# [DOCUMENT PASSAGE]
※

Personal information
- Born: 7 September 1887 Southampton
- Died: first quarter 1975 Salisbury

Sport
- Country: England
- Sport: Badminton

Medal record
Representing ENG
All England Open Badminton Championships
| Gold medal – first place | 1925 London | doubles |

= Arthur Kenneth Jones =

English badminton player (1887–1975)

Arthur Kenneth Jones known as A. K. Jones (1887 – 1975) was an English international badminton player. He was born in Southampton.

== Career ==
Arthur Kenneth Jones won the 1925 All England Badminton Championships in the men's doubles event. Until 1977 the tournament was the unofficial world championships.
Jones was a pioneer of the sport. In 1925–26 he belonged to an English touring team, who travelled to Canada and the United States for two months to develop the sport in those countries on behalf of the Canadian Badminton Association which had recently been formed in 1921.

== Records ==

| Season | Event | Disziplin | Place | Name |
|---|---|---|---|---|
| 1925 | All England | Men´s doubles | 1 | Herbert Uber / Arthur Kenneth Jones |

==Personal life==
He was a bank clerk by profession and lived in Richmond, Surrey. He died in Salisbury.

※

# [WORK INSTRUCTIONS]
[A] List every year or span of years that appears in the Career section of the badminton player text.
[B] In the badminton player text, switch "two months" to "three months" and write out the passage that begins at the words "English badminton player" and stops after "formed in 1921.".

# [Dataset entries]
※

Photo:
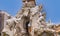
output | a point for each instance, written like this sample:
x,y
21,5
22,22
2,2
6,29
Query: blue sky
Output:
x,y
51,7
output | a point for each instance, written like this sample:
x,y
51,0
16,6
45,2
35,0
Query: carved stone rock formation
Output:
x,y
29,21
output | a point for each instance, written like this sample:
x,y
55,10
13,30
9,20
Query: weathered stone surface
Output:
x,y
29,21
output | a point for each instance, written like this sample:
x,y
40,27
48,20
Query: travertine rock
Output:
x,y
29,21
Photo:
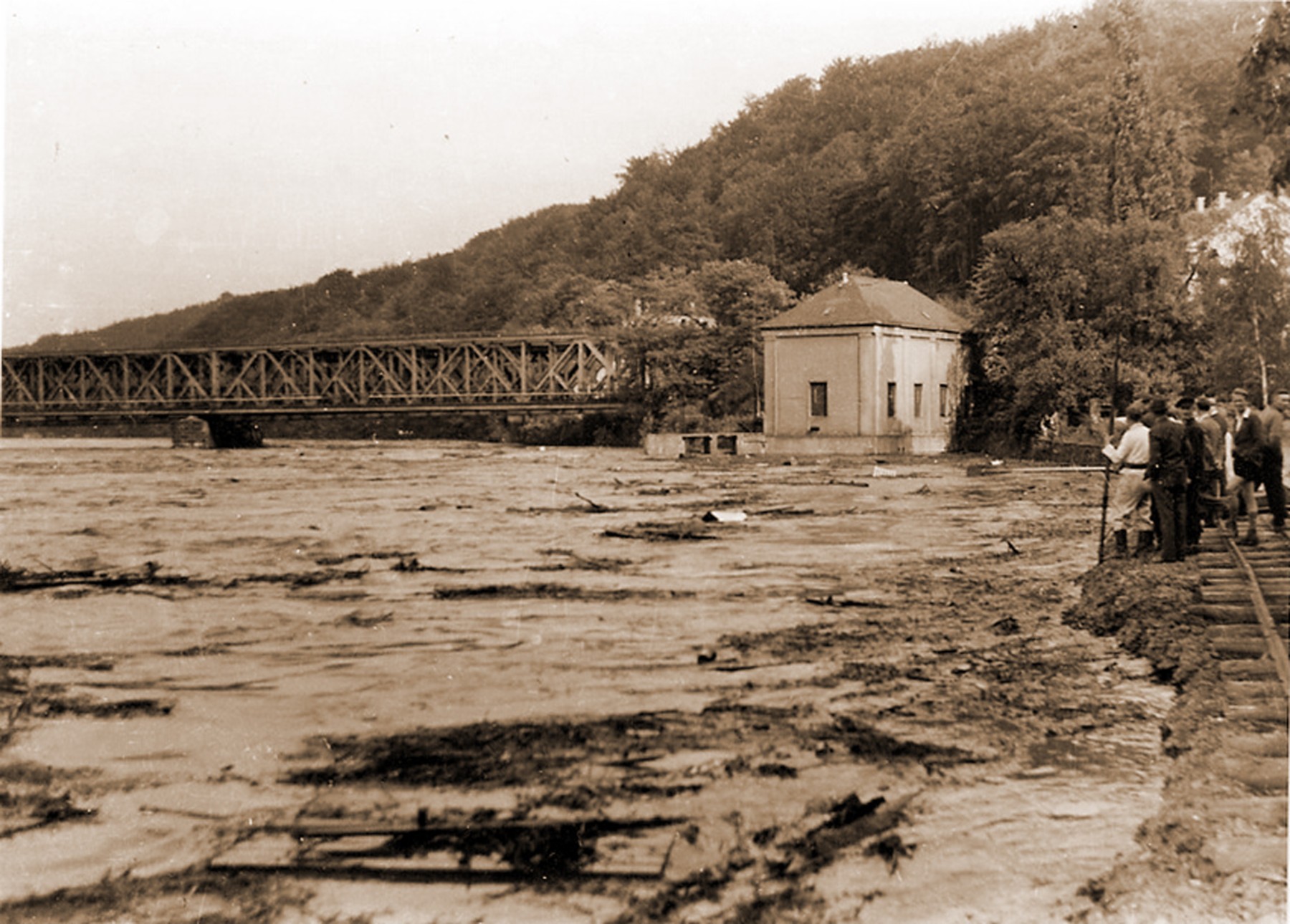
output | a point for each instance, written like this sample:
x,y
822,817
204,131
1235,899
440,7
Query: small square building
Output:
x,y
864,366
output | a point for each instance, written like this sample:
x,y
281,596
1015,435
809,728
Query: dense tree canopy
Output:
x,y
1041,172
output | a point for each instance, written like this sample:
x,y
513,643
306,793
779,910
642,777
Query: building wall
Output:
x,y
884,387
793,365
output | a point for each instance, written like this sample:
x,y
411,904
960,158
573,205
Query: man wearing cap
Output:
x,y
1215,448
1167,471
1129,501
1274,425
1246,464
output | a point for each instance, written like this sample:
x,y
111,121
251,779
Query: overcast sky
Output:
x,y
161,154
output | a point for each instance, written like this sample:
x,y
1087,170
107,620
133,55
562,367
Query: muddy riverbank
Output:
x,y
854,693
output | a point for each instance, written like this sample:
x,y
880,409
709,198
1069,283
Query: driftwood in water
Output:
x,y
16,580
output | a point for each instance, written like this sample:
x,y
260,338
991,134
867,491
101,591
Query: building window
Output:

※

# [ANSWERS TO THIS EXERCISE]
[A] 1925, 1977, 1925–26, 1921

[B]
English badminton player (1887–1975)

Arthur Kenneth Jones known as A. K. Jones (1887 – 1975) was an English international badminton player. He was born in Southampton.

== Career ==
Arthur Kenneth Jones won the 1925 All England Badminton Championships in the men's doubles event. Until 1977 the tournament was the unofficial world championships.
Jones was a pioneer of the sport. In 1925–26 he belonged to an English touring team, who travelled to Canada and the United States for three months to develop the sport in those countries on behalf of the Canadian Badminton Association which had recently been formed in 1921.